» **Directions for this task**
Pull out every line of the records that contains the word "water" and list those lines.

» **Stored records**
## start
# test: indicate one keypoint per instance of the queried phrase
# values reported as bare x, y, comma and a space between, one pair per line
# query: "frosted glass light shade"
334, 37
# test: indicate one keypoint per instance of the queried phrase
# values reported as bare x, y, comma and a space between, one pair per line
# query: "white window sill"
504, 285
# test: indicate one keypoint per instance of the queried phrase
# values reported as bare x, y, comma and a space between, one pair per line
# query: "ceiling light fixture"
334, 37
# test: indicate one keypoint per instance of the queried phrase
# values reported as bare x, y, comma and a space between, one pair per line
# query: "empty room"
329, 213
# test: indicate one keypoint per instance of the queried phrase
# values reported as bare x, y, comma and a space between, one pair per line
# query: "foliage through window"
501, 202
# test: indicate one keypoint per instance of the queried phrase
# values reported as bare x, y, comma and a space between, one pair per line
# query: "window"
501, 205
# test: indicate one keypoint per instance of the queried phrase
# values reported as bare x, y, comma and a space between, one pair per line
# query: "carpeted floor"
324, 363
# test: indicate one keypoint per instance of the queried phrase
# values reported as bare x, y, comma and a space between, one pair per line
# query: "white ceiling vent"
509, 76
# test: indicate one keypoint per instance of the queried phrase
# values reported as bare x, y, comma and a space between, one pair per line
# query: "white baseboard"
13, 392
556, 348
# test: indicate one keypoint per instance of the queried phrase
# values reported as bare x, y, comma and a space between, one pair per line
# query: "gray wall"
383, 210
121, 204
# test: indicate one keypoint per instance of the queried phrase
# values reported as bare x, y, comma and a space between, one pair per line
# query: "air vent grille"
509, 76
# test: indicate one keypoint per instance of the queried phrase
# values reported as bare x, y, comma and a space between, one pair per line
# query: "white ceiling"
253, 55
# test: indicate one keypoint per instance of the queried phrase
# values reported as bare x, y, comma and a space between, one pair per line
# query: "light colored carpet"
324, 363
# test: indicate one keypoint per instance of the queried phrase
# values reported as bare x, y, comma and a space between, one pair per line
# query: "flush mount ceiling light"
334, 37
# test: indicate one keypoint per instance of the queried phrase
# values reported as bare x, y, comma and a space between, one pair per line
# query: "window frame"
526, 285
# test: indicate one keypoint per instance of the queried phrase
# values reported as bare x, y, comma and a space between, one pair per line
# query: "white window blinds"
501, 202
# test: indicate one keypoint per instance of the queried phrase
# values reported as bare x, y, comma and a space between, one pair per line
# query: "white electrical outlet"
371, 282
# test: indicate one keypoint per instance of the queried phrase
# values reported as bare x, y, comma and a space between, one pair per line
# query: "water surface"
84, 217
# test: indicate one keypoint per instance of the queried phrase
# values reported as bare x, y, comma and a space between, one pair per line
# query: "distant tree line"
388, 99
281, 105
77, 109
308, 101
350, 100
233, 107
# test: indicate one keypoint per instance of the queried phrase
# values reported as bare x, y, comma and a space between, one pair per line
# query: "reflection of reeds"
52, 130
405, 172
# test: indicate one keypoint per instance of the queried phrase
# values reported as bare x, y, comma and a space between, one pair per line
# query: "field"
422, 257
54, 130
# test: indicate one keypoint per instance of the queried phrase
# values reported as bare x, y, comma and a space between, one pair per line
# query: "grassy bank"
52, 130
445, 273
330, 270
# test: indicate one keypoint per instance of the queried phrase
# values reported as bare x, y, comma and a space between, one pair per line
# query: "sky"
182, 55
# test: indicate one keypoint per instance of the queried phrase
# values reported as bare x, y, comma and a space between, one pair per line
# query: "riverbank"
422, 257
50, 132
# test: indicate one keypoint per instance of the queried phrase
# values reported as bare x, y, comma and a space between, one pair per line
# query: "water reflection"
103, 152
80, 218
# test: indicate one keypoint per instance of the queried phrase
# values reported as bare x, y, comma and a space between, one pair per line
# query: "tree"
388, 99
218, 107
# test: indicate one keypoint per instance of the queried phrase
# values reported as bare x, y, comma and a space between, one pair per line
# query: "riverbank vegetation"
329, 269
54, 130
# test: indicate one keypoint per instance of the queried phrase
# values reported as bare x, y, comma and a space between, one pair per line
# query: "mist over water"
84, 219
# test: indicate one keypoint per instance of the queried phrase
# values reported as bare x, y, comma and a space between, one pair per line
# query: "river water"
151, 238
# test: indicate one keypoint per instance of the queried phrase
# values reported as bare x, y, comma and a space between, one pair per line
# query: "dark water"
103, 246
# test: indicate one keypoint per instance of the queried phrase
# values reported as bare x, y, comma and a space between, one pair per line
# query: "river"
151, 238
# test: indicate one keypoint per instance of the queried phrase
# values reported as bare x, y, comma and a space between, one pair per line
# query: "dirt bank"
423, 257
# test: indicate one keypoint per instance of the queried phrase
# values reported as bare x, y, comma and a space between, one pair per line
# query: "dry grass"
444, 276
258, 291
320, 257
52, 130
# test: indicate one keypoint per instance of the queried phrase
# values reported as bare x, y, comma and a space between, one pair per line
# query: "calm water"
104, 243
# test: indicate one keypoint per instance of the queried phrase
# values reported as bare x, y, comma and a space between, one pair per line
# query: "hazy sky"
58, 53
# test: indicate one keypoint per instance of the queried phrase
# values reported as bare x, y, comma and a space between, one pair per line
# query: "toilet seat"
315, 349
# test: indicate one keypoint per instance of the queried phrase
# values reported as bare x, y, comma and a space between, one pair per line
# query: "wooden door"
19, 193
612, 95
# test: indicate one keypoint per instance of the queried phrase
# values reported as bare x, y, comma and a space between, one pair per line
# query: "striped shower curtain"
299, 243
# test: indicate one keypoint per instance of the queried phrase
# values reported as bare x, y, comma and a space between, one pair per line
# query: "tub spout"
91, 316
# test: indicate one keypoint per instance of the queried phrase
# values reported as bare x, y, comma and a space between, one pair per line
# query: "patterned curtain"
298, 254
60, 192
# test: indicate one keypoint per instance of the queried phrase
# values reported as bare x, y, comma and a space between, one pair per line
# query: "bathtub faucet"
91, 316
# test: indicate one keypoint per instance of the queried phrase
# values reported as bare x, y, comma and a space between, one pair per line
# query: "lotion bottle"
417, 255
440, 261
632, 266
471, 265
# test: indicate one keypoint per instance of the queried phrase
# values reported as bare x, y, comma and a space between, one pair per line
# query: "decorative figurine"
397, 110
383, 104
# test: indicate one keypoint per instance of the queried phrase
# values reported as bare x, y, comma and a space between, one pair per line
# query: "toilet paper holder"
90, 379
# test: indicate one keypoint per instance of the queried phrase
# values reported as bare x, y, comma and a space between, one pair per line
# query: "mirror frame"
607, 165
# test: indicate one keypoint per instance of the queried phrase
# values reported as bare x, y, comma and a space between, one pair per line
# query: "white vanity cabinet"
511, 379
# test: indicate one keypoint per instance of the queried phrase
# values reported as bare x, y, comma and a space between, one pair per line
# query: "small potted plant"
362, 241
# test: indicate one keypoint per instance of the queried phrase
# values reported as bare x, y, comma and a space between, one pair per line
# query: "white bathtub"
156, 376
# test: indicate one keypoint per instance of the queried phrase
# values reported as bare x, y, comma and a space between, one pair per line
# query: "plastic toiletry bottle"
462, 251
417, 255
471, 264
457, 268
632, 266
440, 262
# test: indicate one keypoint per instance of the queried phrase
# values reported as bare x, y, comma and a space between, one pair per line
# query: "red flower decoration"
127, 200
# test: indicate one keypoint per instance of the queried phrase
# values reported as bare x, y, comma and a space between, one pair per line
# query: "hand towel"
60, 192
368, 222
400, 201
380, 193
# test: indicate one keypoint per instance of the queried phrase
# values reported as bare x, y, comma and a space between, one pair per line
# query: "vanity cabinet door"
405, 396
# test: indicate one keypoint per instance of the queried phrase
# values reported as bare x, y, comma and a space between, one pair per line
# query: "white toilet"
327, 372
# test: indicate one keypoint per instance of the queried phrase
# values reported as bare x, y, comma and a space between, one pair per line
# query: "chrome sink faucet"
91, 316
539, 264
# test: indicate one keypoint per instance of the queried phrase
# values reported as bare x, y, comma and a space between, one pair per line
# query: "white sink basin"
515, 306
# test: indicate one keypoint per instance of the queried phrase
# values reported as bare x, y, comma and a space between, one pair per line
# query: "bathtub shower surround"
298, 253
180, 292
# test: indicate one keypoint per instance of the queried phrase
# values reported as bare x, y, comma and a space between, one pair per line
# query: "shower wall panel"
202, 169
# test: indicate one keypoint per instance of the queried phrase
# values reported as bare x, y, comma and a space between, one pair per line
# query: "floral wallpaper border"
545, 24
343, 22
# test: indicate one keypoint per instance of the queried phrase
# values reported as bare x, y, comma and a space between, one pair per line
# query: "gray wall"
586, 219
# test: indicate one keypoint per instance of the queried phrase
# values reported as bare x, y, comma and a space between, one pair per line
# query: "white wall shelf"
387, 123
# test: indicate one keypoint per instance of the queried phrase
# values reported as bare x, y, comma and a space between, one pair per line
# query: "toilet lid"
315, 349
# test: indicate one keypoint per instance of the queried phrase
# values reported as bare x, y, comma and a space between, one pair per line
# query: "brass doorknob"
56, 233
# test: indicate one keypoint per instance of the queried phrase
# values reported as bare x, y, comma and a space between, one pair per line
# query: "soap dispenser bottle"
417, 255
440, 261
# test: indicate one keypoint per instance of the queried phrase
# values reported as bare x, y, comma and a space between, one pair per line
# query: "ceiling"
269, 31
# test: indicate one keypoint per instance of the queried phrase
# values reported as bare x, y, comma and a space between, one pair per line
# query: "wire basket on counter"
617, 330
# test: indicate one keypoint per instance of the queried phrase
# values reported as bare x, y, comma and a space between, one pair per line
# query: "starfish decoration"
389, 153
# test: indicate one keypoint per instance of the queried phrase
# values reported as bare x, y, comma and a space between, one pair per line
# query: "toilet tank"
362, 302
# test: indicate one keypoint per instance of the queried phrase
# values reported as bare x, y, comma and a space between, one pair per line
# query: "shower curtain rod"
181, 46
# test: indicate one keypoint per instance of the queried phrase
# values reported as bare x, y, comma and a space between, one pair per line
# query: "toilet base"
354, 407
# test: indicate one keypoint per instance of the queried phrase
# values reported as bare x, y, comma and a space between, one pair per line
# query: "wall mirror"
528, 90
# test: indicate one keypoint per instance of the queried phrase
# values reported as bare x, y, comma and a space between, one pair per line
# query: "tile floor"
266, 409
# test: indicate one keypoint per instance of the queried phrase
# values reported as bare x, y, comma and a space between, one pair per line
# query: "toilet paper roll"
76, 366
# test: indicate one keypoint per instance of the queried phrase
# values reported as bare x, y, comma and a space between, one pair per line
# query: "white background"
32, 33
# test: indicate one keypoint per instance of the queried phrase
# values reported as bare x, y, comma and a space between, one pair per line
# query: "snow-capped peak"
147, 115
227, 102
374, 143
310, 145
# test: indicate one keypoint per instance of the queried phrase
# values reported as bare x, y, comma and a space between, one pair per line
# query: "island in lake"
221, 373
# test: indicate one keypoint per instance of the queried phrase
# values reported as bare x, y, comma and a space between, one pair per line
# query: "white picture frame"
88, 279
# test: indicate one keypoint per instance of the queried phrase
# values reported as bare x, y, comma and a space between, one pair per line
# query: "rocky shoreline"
## end
» **Response for this exercise**
# query: "water surface"
# query: "water reflection"
# query: "mist over water"
# query: "river water"
# query: "dark water"
# query: "calm water"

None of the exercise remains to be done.